Там, в центре Сибири, судьба свела Кодаю с замечательным человеком – Эриком Лаксманом (1737-1795). Швед по происхождению, он переехал в Россию и принял русское имя Кирилл Густавович, под которым прославился, как путешественник, химик, ботаник и географ. Он имел чин полковника русской армии, был избран действительным членом Петербургской и Шведской Королевской Академии наук. Его именем названы несколько видов растений и один минерал.
В 1784 году Кирилл Лаксман основал в Иркутске стекольный завод, на основе открытого им нового способа получения стекла, и с той поры жил в этом городе.
Желание японцев вернуться на родину совпали с прожектами К.Лаксмана установить торговые связи с этой соседней страной.
В письме графу Александру Воронцову (1741- 1805) − очень влиятельному при дворе вельможе − от 26 февраля 1791 года К.Лаксман просил: «…осмеливаюсь Вашему сиятельству всепокорнейше представить, не можно ли настоящего случая употребить в пользу нашего отечества и завести с японцами знакомства с выгодою нашей торговле».
Он обращался с прошениями в Петербург о возвращении моряков на родину. Но всё было тщетно. Дело в том, что планы К. Лаксмана не совпадали с намерениями недавно назначенного иркутского генерал-губернатора И.А.Пиля, который хотел использовать Кодаю и его коллег для преподавания в Иркутске японского языка и развития торговли.
Иван Алферьевич был тоже шведом и за годы службы в России сделал блестящую карьер: получил чин генерал-майора, был рижским губернатором, возглавлял псковское наместничество, а потом иркутское и колыванское. Очень много он сделал для развития подведомственного ему сибирского края. По его инициативе в Иркутске построили верфь, укрепили берег Ангары, было открыто народное училище. Для предотвращения пожаров мыловаренные и кожевенные заводы были вынесены за черту города к стенам Знаменского монастыря.

= = = = = = =

(ЗАДАНИЕ A)
Переведите на английский язык предложение из текста о Кирилле Лаксмане: «В 1784 году Кирилл Лаксман основал в Иркутске стекольный завод, на основе открытого им нового способа получения стекла, и с той поры жил в этом городе.»

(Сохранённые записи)
= = = = = = =

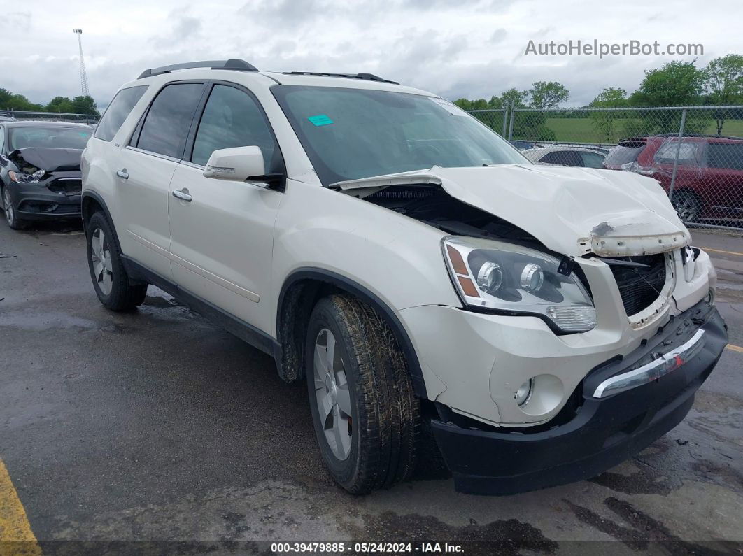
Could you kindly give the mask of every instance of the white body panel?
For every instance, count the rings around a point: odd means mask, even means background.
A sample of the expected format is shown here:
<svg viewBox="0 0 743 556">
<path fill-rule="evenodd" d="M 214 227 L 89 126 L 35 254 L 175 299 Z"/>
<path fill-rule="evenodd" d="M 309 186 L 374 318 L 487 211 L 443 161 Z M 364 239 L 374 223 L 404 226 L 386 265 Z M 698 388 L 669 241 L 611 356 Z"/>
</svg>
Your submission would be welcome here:
<svg viewBox="0 0 743 556">
<path fill-rule="evenodd" d="M 270 327 L 273 223 L 283 194 L 253 183 L 204 177 L 178 165 L 169 195 L 173 278 L 184 289 L 261 330 Z"/>
</svg>

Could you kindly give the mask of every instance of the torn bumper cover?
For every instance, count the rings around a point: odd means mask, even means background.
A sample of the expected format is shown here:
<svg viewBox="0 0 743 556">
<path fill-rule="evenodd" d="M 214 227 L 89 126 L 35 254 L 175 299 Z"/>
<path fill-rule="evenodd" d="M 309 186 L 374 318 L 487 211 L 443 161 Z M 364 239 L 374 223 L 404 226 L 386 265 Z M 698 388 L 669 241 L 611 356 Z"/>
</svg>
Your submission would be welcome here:
<svg viewBox="0 0 743 556">
<path fill-rule="evenodd" d="M 13 151 L 8 155 L 8 159 L 22 174 L 44 171 L 38 181 L 11 181 L 7 186 L 19 219 L 40 220 L 81 218 L 82 153 L 82 150 L 75 148 L 30 147 Z"/>
<path fill-rule="evenodd" d="M 645 345 L 592 370 L 578 386 L 582 403 L 567 422 L 535 432 L 500 432 L 432 420 L 456 490 L 513 494 L 587 479 L 617 465 L 686 416 L 727 343 L 717 310 L 701 301 L 672 318 Z M 686 359 L 675 359 L 678 364 L 650 382 L 614 393 L 600 387 L 614 377 L 647 368 L 658 354 L 675 353 L 686 353 Z"/>
</svg>

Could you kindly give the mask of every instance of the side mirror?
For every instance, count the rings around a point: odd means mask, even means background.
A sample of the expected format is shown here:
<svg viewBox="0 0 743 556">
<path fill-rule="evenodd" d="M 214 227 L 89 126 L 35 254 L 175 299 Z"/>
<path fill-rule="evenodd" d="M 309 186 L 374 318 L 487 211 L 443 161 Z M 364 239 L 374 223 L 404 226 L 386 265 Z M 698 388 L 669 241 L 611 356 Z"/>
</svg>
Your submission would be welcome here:
<svg viewBox="0 0 743 556">
<path fill-rule="evenodd" d="M 235 147 L 212 152 L 204 170 L 204 177 L 245 181 L 248 177 L 263 176 L 265 173 L 260 147 Z"/>
</svg>

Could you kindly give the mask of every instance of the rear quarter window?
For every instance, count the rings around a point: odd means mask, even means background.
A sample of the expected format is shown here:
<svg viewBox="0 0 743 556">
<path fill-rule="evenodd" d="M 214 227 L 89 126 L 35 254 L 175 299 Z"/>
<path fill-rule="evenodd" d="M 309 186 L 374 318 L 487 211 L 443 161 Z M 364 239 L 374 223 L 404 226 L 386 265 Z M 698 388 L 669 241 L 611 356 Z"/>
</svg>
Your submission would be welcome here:
<svg viewBox="0 0 743 556">
<path fill-rule="evenodd" d="M 96 128 L 94 137 L 104 141 L 112 140 L 116 135 L 116 132 L 119 131 L 119 128 L 121 127 L 121 124 L 124 122 L 126 117 L 129 115 L 129 112 L 137 104 L 137 101 L 142 98 L 142 95 L 144 94 L 144 91 L 147 90 L 149 86 L 142 85 L 137 87 L 130 87 L 122 89 L 117 93 L 114 99 L 111 101 L 111 104 L 108 105 L 108 108 L 106 108 L 103 117 L 100 119 L 100 122 L 98 122 L 98 127 Z"/>
<path fill-rule="evenodd" d="M 707 148 L 708 167 L 743 170 L 743 143 L 710 143 Z"/>
<path fill-rule="evenodd" d="M 621 166 L 630 162 L 636 162 L 637 157 L 645 149 L 645 144 L 637 146 L 624 146 L 617 145 L 612 148 L 604 160 L 604 164 L 607 166 Z"/>
</svg>

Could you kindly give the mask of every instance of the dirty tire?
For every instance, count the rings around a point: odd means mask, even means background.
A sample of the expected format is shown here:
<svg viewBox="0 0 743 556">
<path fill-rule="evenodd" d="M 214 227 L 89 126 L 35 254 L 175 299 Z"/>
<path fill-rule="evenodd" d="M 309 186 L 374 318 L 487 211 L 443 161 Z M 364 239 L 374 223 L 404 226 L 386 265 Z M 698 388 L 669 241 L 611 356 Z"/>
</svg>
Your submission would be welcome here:
<svg viewBox="0 0 743 556">
<path fill-rule="evenodd" d="M 318 411 L 315 344 L 323 330 L 336 340 L 348 380 L 351 408 L 350 453 L 333 451 Z M 310 316 L 305 350 L 308 393 L 325 467 L 354 494 L 388 488 L 416 466 L 421 408 L 394 334 L 371 307 L 345 295 L 323 298 Z"/>
<path fill-rule="evenodd" d="M 108 252 L 110 254 L 110 291 L 104 292 L 96 277 L 94 269 L 93 246 L 94 235 L 97 230 L 102 232 L 108 242 Z M 99 232 L 99 233 L 100 233 Z M 113 226 L 103 212 L 97 212 L 90 218 L 85 226 L 85 245 L 88 253 L 88 268 L 91 280 L 98 299 L 106 309 L 112 311 L 127 311 L 142 304 L 147 295 L 147 284 L 133 285 L 129 283 L 129 277 L 121 261 L 121 249 L 114 233 Z"/>
<path fill-rule="evenodd" d="M 7 222 L 10 229 L 24 229 L 27 226 L 27 224 L 24 220 L 18 219 L 13 203 L 10 201 L 10 194 L 7 191 L 7 186 L 2 188 L 2 207 L 5 221 Z"/>
</svg>

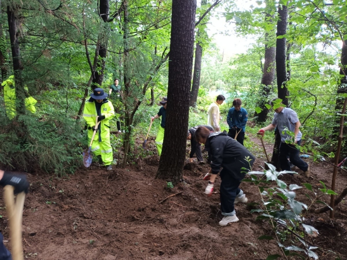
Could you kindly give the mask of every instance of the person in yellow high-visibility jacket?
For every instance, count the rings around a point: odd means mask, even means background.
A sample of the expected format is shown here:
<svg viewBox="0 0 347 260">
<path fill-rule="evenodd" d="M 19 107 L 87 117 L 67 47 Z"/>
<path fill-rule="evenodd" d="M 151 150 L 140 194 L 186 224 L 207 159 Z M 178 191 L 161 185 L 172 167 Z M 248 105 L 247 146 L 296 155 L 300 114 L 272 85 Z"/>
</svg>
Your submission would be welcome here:
<svg viewBox="0 0 347 260">
<path fill-rule="evenodd" d="M 83 110 L 83 118 L 88 127 L 90 142 L 95 129 L 96 116 L 99 116 L 98 121 L 100 122 L 92 144 L 91 150 L 94 155 L 101 156 L 107 170 L 111 170 L 113 152 L 110 141 L 109 120 L 115 117 L 115 109 L 112 102 L 107 98 L 107 94 L 102 88 L 95 88 L 90 96 L 90 98 L 84 105 Z"/>
<path fill-rule="evenodd" d="M 16 89 L 15 88 L 15 76 L 12 75 L 4 81 L 1 84 L 3 86 L 3 99 L 5 102 L 6 114 L 10 119 L 12 119 L 17 115 L 16 110 Z M 28 88 L 24 87 L 24 89 L 27 92 Z M 24 99 L 25 108 L 32 113 L 36 112 L 35 104 L 37 101 L 31 96 L 29 96 Z"/>
</svg>

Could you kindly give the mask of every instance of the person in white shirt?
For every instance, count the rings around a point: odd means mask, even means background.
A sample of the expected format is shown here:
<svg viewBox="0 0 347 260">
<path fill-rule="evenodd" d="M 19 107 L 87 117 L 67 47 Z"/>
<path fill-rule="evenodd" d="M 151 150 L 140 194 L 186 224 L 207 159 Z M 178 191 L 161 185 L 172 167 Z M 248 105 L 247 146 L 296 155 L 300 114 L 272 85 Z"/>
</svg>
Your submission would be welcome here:
<svg viewBox="0 0 347 260">
<path fill-rule="evenodd" d="M 220 127 L 219 126 L 219 120 L 220 119 L 219 105 L 221 105 L 225 100 L 225 97 L 224 96 L 219 95 L 217 96 L 216 101 L 210 105 L 209 107 L 207 125 L 213 128 L 214 132 L 220 131 Z"/>
</svg>

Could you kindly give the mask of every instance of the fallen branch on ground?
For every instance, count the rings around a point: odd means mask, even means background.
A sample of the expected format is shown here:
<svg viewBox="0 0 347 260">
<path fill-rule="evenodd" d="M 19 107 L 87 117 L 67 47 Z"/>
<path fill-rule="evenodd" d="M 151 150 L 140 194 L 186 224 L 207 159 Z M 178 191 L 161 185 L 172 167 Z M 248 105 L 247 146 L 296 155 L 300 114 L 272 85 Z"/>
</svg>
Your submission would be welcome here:
<svg viewBox="0 0 347 260">
<path fill-rule="evenodd" d="M 159 203 L 158 203 L 158 204 L 160 204 L 162 202 L 163 202 L 164 201 L 165 201 L 166 200 L 167 200 L 170 197 L 172 197 L 173 196 L 175 196 L 175 195 L 177 195 L 178 194 L 180 194 L 182 193 L 183 192 L 183 191 L 180 191 L 180 192 L 178 192 L 178 193 L 176 193 L 175 194 L 172 194 L 172 195 L 171 195 L 170 196 L 168 196 L 165 199 L 164 199 L 163 200 L 162 200 L 161 201 L 159 201 Z"/>
</svg>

= = = = = = =

(ЗАДАНИЕ B)
Соберите из записей все строки, в которых встречается слово "Could", учитывая регистр букв.

(ПОЛНЫЙ ОТВЕТ A)
In 1784, Kirill Laxman founded a glass factory in Irkutsk, based on a new method of making glass that he had discovered, and from then on he lived in that city.

(ПОЛНЫЙ ОТВЕТ B)
Could you kindly give the mask of every instance of the white body panel?
Could you kindly give the mask of every instance of the torn bumper cover?
Could you kindly give the mask of every instance of the side mirror?
Could you kindly give the mask of every instance of the rear quarter window?
Could you kindly give the mask of every instance of the dirty tire?
Could you kindly give the mask of every instance of the person in yellow high-visibility jacket?
Could you kindly give the mask of every instance of the person in white shirt?
Could you kindly give the mask of every instance of the fallen branch on ground?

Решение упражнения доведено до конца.